Task to carry out — Pull out every line in the rows below that contains the word "locomotive", and copy each of those lines. Case counts.

Data extract —
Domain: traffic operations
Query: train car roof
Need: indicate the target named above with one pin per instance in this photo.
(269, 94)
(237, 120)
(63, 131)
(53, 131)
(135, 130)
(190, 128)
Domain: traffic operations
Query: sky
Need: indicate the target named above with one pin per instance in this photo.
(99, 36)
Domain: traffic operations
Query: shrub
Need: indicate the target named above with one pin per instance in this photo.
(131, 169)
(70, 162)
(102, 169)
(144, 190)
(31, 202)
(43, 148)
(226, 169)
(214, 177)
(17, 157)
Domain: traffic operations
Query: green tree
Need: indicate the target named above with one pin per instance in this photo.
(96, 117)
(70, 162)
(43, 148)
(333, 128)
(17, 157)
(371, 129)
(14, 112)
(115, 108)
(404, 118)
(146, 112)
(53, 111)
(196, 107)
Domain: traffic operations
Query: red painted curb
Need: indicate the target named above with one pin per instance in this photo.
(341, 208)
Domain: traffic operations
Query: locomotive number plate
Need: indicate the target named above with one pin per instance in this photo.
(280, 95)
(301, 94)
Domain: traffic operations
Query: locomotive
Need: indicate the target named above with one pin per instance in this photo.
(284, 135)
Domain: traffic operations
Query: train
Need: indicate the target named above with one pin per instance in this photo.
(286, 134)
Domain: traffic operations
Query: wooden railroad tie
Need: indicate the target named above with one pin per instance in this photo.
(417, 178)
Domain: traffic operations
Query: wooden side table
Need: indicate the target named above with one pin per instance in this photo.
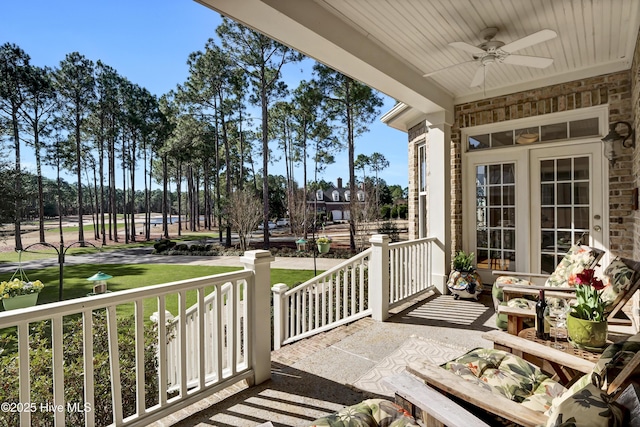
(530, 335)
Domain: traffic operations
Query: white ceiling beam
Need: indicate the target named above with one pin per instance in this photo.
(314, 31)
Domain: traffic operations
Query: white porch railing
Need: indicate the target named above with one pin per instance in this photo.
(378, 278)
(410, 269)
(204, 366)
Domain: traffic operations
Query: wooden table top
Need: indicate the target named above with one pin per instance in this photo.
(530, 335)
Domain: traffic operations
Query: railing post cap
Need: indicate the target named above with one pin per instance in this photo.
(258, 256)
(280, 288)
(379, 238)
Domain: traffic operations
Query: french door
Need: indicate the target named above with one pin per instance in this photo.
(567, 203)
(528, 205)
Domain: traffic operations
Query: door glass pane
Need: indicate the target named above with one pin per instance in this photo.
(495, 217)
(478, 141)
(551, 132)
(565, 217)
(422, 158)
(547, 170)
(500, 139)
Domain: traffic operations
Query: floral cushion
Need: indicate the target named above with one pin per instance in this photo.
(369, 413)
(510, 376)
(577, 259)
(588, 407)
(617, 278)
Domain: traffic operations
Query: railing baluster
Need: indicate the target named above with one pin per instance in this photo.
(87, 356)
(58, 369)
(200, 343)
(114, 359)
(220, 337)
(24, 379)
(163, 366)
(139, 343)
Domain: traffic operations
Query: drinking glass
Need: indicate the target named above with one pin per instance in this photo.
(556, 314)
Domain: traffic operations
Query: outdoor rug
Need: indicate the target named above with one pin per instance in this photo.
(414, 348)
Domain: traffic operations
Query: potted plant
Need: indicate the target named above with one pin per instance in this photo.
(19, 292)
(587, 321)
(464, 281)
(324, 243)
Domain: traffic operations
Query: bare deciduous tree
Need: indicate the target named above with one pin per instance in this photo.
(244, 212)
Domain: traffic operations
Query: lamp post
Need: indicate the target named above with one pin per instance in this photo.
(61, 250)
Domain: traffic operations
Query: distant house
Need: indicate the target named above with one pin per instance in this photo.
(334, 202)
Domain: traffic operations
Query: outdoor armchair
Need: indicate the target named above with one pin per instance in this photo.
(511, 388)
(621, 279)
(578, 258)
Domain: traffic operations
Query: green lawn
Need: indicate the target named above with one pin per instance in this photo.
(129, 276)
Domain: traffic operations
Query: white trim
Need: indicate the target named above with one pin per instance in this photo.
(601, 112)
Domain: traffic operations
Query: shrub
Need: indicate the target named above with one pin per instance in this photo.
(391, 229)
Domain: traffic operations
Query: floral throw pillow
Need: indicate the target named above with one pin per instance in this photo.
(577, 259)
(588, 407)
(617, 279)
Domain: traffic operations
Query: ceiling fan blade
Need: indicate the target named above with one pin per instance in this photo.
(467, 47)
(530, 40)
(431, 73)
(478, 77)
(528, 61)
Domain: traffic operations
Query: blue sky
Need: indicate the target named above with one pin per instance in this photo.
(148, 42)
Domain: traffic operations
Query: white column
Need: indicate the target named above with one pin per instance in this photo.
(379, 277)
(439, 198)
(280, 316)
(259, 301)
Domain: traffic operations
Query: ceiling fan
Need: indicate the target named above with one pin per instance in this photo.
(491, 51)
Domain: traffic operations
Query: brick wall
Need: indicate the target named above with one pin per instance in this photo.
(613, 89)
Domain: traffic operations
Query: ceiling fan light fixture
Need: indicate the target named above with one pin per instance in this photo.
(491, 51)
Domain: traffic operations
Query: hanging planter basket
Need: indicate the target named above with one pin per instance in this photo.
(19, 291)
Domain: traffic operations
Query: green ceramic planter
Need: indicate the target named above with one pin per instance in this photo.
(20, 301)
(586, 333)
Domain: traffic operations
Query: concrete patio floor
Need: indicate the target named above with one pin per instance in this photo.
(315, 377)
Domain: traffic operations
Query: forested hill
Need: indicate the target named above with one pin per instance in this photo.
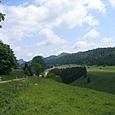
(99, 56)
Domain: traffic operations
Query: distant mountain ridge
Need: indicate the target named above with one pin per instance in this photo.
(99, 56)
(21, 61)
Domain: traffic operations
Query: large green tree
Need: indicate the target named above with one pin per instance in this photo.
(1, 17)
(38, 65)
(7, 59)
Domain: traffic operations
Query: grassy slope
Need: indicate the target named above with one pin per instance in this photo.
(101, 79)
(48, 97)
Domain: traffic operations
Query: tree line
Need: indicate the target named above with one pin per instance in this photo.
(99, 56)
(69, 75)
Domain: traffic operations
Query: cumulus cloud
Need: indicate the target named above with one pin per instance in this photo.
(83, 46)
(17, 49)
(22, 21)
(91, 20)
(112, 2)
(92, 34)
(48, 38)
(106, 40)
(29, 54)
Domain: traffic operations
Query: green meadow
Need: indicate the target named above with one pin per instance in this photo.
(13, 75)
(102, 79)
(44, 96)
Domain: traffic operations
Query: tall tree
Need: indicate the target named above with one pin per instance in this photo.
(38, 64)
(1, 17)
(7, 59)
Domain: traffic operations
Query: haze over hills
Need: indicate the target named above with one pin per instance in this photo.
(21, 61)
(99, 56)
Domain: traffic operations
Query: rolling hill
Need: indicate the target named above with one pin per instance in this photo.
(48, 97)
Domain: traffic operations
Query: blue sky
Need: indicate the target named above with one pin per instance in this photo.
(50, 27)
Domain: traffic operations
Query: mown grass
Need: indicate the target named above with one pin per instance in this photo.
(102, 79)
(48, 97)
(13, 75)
--
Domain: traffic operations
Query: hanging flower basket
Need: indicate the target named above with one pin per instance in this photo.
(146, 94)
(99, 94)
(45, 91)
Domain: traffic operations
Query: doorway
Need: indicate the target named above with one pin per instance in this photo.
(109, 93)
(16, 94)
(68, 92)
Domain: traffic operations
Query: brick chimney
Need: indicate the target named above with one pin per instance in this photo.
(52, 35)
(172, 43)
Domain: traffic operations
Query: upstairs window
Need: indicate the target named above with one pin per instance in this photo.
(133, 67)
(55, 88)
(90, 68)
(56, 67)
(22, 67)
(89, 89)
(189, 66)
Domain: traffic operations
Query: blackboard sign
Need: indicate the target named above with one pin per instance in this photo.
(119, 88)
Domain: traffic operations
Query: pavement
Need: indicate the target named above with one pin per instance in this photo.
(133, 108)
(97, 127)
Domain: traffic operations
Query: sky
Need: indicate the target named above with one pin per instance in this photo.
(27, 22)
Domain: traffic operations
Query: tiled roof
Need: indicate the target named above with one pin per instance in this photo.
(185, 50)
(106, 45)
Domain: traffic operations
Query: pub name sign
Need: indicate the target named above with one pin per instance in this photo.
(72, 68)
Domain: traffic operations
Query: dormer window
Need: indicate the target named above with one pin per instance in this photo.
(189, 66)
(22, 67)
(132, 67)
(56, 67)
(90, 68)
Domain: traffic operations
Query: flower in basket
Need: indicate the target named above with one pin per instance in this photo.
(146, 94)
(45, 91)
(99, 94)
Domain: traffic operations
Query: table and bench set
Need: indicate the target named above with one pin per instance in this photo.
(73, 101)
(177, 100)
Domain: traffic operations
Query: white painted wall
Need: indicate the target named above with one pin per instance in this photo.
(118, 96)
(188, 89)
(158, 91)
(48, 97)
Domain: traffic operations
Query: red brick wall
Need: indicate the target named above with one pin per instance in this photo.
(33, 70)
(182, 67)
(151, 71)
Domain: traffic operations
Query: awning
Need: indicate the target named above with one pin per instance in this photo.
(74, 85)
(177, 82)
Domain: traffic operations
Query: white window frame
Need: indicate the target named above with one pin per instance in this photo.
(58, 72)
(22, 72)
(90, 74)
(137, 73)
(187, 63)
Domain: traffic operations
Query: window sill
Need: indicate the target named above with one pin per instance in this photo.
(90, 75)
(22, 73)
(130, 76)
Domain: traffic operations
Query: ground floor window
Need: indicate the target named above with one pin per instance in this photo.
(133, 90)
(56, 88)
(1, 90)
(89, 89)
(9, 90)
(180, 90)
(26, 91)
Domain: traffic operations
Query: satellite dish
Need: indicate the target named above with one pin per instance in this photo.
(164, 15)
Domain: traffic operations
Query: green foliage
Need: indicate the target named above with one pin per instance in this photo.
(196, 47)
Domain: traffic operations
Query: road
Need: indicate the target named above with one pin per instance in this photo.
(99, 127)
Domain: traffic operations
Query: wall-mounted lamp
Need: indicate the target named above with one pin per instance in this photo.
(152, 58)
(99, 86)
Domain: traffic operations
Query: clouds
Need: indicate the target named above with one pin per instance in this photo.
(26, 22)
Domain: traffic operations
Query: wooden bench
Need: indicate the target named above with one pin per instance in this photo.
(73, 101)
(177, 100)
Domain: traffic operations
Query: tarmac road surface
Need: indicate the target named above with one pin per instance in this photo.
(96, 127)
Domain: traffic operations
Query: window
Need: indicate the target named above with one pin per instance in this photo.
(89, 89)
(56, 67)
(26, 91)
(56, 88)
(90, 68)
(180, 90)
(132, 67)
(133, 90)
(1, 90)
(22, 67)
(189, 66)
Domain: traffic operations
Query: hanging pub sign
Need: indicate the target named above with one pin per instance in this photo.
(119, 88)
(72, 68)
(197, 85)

Exercise solution —
Query: locomotive number plate
Query: locomotive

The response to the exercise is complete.